PROVIDED TEXT:
Est. Reading: 4 minutes

Pickleball is usually played outdoors, but you can also play indoors if you prefer to.

Although both are fun to play and watch, they each come with their own set of advantages and disadvantages. Let's talk about all the essential details that differ from one playing format to the other.

Pickleball Courts

First, indoor and outdoor pickleball courts have the same layout and dimensions - 20 x 44 feet (6.10 x 13.41 m). They also have the same minimum playing surface of 30 x 60 feet (9.14 x 18.29 m) and the non-volley zone, also known as the kitchen. However, indoor pickleball is usually played on existing badminton or basketball courts with wooden surfaces, while outdoor pickleball is usually on tennis courts.

Most outdoor pickleball courts have concrete, asphalt, or other hard surfaces, while indoor courts use gym wood floor surfaces. The net height requirements are also the same, as well as the playing rules and the scoring system. But while you can use outdoor pickleball balls indoors and vice versa, we strictly don't recommend doing it. This is because the balls for outside play differ significantly from those indoors.

Pickleball Balls

The main difference between indoor and outdoor pickleball is related to how the enclosed or open environments impact ball control. Indoor pickleball courts are fully enclosed, so players do not have to account for wind or weather conditions affecting the ball's flight. On outdoor courts, which are open to the elements, players have to adjust for factors like wind that introduce variability in controlling the ball.

However, there are well-established specifications for standard pickleball balls used indoors and outdoors. So, regardless of the court type, players can choose from a wide selection of balls that meet consistent size, weight, bounce, and durability criteria.

According to the USA Pickleball Official Equipment Standards Manual, the diameter of a pickleball ball should be between 2.87 and 2.97 inches (7.29 and 7.54 cm) and have 26-40 circular holes. There are no specific rules about the exact measurement and number of holes, but indoor balls usually have 26 holes, while outdoor balls have 40. In short, indoor pickleball balls have larger holes but fewer than outdoor pickleball balls.

INPUT DATA:
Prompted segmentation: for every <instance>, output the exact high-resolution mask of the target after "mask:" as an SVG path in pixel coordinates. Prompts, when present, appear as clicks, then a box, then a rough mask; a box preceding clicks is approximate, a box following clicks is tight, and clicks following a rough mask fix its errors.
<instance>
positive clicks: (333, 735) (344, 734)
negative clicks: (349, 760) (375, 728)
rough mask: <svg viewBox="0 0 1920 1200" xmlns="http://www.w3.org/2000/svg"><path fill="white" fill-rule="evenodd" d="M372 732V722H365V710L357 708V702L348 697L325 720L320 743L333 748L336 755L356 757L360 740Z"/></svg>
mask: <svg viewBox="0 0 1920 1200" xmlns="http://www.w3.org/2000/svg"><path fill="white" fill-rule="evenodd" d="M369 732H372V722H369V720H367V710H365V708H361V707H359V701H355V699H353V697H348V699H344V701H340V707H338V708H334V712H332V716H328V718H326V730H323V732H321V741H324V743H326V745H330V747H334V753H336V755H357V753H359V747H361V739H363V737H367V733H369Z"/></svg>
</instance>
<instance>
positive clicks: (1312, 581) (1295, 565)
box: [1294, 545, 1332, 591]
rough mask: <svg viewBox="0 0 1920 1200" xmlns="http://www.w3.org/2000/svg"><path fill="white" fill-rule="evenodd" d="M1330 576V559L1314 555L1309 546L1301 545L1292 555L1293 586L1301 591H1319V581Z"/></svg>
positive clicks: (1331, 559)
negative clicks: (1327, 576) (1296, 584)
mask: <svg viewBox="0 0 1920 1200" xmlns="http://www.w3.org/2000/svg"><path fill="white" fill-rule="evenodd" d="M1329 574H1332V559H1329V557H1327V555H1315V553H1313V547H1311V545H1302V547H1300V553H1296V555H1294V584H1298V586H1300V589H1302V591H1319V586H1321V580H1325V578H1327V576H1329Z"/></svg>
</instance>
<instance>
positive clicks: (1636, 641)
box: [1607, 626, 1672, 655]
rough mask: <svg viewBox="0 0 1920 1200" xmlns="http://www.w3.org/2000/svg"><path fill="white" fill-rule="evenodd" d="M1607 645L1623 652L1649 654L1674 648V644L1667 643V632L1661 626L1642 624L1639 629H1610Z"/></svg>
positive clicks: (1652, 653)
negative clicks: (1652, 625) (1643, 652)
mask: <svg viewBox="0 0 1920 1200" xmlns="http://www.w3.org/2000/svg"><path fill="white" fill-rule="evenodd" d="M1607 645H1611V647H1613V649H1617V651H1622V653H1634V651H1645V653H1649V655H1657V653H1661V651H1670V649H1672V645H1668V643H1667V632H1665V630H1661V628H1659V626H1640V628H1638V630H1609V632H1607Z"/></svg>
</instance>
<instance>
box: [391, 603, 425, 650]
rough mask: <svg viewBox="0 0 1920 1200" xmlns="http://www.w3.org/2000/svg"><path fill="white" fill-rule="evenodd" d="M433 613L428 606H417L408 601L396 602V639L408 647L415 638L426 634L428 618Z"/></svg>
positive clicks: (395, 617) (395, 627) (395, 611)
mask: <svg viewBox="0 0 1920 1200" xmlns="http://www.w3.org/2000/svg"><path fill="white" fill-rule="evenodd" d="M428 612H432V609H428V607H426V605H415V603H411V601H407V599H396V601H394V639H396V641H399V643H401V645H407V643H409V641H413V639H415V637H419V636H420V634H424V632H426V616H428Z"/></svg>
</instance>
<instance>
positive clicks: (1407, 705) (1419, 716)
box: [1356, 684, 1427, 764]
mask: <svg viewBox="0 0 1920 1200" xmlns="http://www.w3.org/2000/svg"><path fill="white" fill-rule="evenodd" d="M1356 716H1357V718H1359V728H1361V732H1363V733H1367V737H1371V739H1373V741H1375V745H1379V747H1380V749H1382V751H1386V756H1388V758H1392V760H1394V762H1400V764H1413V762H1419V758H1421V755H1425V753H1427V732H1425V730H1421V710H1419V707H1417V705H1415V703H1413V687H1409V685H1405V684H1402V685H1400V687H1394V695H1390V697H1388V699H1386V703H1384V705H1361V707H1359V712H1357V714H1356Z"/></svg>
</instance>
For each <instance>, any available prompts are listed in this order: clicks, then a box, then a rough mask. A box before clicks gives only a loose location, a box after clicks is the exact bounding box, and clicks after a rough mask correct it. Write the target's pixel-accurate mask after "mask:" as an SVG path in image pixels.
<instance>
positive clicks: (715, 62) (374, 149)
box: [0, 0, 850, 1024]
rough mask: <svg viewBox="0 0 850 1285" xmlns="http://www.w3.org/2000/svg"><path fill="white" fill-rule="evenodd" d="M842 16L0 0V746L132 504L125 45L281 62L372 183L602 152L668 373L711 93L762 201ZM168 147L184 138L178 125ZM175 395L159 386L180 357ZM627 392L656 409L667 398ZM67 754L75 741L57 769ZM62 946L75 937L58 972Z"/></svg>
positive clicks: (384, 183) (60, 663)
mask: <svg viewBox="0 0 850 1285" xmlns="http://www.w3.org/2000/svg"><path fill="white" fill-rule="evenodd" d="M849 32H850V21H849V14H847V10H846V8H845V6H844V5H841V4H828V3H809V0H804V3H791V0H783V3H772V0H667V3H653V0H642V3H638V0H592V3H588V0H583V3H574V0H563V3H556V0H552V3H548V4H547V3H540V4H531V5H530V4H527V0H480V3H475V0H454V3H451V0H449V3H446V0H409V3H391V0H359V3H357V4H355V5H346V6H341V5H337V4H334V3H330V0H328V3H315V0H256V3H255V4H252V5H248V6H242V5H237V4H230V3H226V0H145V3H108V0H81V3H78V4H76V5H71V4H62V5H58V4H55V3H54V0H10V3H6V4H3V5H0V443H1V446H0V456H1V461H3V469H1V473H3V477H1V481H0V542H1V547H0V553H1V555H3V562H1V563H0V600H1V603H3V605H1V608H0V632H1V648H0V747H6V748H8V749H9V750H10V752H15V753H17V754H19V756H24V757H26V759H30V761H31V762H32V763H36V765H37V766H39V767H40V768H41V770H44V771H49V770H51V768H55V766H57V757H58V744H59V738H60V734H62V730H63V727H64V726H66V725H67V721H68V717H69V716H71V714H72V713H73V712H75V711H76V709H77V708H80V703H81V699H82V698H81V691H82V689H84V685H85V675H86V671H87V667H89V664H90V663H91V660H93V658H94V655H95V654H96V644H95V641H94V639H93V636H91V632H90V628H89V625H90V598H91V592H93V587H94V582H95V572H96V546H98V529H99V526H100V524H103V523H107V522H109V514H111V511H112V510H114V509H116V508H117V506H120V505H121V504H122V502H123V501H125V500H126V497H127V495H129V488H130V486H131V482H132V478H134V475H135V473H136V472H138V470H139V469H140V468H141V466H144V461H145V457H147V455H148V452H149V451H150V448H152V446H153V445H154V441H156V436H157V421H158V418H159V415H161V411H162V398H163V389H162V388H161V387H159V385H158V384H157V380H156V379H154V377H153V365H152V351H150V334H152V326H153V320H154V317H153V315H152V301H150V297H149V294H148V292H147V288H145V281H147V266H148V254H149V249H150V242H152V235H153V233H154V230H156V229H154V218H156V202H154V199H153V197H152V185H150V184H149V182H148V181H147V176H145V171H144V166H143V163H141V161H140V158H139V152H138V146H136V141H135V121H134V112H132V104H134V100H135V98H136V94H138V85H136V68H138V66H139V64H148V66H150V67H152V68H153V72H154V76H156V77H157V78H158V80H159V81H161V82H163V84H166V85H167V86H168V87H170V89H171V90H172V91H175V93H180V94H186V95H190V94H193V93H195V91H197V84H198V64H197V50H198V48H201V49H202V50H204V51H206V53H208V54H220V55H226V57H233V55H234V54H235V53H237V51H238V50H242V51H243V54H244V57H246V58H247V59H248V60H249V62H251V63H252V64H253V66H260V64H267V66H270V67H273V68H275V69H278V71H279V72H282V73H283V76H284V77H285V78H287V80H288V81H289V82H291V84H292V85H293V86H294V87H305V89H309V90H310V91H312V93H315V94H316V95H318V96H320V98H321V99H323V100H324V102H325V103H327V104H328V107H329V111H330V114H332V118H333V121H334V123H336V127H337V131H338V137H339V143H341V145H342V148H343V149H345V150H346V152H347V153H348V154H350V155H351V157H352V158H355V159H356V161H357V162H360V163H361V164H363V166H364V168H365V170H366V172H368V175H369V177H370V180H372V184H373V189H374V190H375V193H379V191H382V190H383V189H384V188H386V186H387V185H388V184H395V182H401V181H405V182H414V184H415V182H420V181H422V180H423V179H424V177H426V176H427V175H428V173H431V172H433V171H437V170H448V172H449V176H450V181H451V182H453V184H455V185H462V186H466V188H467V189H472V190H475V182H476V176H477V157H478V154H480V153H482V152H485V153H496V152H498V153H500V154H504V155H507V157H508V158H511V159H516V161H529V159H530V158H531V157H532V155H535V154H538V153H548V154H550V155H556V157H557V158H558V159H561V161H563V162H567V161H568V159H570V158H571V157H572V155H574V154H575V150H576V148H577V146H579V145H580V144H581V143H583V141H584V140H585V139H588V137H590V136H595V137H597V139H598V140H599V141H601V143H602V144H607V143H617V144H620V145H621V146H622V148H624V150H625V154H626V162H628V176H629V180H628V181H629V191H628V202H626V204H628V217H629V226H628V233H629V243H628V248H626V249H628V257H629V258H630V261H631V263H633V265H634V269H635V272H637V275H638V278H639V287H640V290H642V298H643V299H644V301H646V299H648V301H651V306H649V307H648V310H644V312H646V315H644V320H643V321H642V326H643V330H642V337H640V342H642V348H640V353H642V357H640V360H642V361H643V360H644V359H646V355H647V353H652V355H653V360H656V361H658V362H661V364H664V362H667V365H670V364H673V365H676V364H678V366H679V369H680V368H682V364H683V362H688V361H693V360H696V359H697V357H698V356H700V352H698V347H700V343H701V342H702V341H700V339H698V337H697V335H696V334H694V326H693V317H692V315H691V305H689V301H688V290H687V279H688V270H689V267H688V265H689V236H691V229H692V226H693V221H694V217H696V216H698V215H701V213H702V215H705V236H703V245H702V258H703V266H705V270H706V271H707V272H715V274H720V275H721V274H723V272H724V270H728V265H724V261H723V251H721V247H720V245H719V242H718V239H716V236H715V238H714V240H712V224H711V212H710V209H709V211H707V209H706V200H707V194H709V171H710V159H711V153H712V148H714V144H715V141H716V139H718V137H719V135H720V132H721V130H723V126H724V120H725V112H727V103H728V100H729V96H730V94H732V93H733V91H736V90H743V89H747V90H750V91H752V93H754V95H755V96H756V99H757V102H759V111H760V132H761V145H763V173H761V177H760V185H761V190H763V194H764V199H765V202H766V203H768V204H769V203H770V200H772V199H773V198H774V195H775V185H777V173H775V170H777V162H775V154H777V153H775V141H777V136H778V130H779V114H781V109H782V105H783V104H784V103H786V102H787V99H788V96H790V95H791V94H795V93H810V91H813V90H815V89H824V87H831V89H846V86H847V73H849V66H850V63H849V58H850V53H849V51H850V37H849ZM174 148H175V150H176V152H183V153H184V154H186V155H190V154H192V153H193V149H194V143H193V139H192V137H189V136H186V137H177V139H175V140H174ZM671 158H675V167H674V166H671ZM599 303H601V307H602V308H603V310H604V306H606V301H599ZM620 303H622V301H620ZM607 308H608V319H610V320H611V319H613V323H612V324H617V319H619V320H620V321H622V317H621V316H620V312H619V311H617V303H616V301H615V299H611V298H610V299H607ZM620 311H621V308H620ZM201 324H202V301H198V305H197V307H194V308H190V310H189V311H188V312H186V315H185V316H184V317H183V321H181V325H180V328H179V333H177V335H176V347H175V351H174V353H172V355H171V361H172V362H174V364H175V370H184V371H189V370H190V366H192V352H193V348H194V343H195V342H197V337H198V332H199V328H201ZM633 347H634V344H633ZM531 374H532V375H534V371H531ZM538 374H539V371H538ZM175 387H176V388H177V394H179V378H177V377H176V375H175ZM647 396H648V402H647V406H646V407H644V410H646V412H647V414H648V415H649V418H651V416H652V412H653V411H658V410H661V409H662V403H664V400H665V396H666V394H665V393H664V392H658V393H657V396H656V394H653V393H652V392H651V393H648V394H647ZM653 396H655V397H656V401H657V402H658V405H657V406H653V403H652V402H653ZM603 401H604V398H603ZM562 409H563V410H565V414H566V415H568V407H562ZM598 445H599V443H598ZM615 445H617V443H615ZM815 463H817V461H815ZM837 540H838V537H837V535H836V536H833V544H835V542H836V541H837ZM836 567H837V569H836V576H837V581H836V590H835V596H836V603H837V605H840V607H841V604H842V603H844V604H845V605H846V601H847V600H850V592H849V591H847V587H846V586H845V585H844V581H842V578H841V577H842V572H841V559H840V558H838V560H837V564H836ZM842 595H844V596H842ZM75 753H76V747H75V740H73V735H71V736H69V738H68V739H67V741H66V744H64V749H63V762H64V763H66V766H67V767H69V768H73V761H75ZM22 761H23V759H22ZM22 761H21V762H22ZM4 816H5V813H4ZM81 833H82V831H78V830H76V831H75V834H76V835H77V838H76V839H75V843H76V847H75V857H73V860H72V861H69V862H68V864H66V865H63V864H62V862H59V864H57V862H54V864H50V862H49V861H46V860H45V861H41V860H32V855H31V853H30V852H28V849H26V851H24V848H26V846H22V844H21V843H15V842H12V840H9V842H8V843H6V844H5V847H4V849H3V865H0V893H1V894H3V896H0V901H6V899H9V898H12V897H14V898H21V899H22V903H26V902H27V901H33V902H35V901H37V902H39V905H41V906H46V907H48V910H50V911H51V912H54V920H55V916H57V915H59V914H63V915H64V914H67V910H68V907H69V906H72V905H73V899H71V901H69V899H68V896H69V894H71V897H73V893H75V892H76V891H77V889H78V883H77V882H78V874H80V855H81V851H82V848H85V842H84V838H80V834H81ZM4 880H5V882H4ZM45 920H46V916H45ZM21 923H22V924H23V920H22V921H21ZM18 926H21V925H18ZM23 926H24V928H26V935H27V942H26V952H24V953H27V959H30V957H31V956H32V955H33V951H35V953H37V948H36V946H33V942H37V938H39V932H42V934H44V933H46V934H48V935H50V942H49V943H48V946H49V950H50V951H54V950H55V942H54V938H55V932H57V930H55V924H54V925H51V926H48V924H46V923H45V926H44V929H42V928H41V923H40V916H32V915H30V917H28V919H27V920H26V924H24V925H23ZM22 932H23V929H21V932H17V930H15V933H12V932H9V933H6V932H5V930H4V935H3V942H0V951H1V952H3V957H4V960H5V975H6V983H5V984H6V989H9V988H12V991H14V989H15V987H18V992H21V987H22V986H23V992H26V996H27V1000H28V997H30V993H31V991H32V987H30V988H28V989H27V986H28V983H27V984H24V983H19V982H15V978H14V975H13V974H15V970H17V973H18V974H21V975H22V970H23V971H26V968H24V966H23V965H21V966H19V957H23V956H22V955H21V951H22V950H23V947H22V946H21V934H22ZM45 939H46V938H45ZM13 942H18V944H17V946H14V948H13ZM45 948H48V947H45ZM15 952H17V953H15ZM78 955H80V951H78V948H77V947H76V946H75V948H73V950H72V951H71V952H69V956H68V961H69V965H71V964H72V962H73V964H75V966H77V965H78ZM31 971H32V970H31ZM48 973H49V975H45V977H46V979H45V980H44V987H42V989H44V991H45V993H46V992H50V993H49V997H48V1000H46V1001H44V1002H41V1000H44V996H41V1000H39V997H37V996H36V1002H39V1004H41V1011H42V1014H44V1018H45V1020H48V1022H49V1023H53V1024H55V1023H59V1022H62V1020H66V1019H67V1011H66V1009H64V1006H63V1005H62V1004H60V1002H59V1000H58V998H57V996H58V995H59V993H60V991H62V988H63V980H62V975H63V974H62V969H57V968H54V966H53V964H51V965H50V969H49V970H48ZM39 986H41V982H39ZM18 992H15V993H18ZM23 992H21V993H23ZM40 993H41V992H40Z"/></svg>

PROBLEM TO WORK ON: List the criteria that the pickleball text above says standard balls meet consistently, whatever the court type.

SOLUTION: Size, weight, bounce, and durability.